(Source document begins)

Digital identity is a crucial business requirement post-Covid

It is well-known that the Covid-pandemic has forced change in many industries and driven digitalisation at a pace faster than anyone could have anticipated, but it has happened at the cost of robust security and digital authentication.

The ramifications of this could be felt soon as it becomes increasingly difficult to know whether the person on the other end of a digital transaction is legitimate and authenticated.

Juniper Research in its 2020-2025 Digital Identity Market Summary estimates that digital identity apps will exceed 6,2 billion by 2025 from a 2020 base of 1 billion.

South Africa, together with most other countries, is on an aggressive growth path towards digital authentication and digital recognition maturity. Entrepreneur and digital, remote biometric authentication specialist, Lance Fanaroff from the award-winning business, iiDENTIFii, says there have been pros and cons as a result of Covid.

(Source document ends)

◆ Task set
[a] According to the article on digital identity after Covid, why could the ramifications of fast digitalization be felt soon? Answer in one to three sentences.
[b] From the digital identity article, return the exact passage that opens with the words containing "It is well-known" and closes with "of 1 billion.".
[c] Resume the article on digital identity after Covid, picking up right after its last sentence.
You can set the material aside; it isn't needed here.

(Record set begins)

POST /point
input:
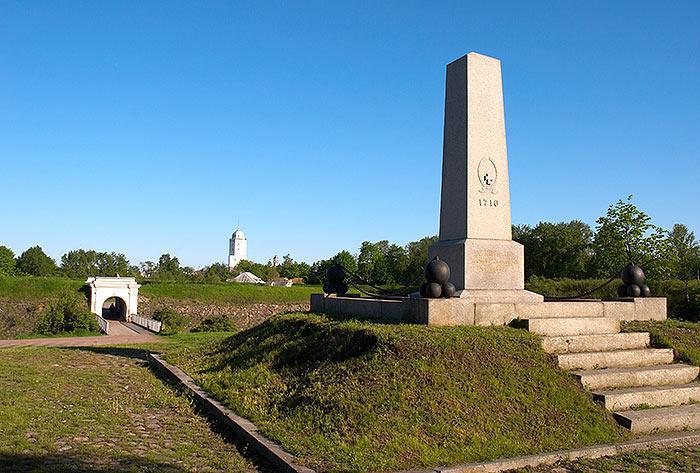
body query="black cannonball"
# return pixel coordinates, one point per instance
(632, 274)
(434, 290)
(423, 289)
(437, 271)
(335, 274)
(633, 290)
(646, 292)
(448, 289)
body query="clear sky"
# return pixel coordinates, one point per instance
(152, 127)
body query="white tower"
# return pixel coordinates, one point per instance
(238, 248)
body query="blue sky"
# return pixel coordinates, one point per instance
(152, 127)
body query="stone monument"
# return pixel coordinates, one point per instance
(475, 230)
(487, 266)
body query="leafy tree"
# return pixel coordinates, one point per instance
(372, 264)
(345, 259)
(173, 321)
(67, 313)
(7, 261)
(148, 269)
(686, 250)
(83, 263)
(625, 235)
(416, 259)
(216, 272)
(292, 269)
(556, 250)
(168, 269)
(37, 263)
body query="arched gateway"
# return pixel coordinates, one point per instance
(124, 293)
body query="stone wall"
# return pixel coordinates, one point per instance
(244, 316)
(19, 317)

(Record set ends)

◆ Answers per task
[a] The ramifications could be felt soon because it is becoming increasingly difficult to know whether the person on the other end of a digital transaction is legitimate and authenticated.

[b]
It is well-known that the Covid-pandemic has forced change in many industries and driven digitalisation at a pace faster than anyone could have anticipated, but it has happened at the cost of robust security and digital authentication.

The ramifications of this could be felt soon as it becomes increasingly difficult to know whether the person on the other end of a digital transaction is legitimate and authenticated.

Juniper Research in its 2020-2025 Digital Identity Market Summary estimates that digital identity apps will exceed 6,2 billion by 2025 from a 2020 base of 1 billion.

[c]
“It would appear that 2020 and 2021 rolled into one, resulting in a very hard 24-month year for the majority of businesses. The Covid-19 pandemic has seemingly also been the tipping point for so many technology-driven change cycles, both good and bad, which has left many businesses in a digital dilemma.”

Having recognised the dire need for remote biometric identity authentication locally, iiDENTIFii has successfully developed globally relevant technology that provides proven biometric liveness, facial verification, and validates data through secure triangulated authentication. This unique approach has seen the company win the MTN Business App of the Year Awards 2021 in the ‘Best Enterprise Solution’ category; and it has also attained Microsoft co-sell Partner status with its biometric digital authentication and automated onboarding solution hosted in Microsoft Azure. The company has also won the 2021 new Microsoft ISV Partner of the Year award.

Fanaroff says that while Covid did accelerate digitalisation across many industries, the speed with which it was implemented led to poor choices, which will be felt in the next two to five years. A key area of concern, according to Fanaroff, is digital recognition and digital authentication solutions. These are widely regarded as critical must-haves coming out of the “24-month year” global pandemic.

Many companies may have implemented inadequate solutions and left their key assets — their data and intellectual property vulnerable and– at risk.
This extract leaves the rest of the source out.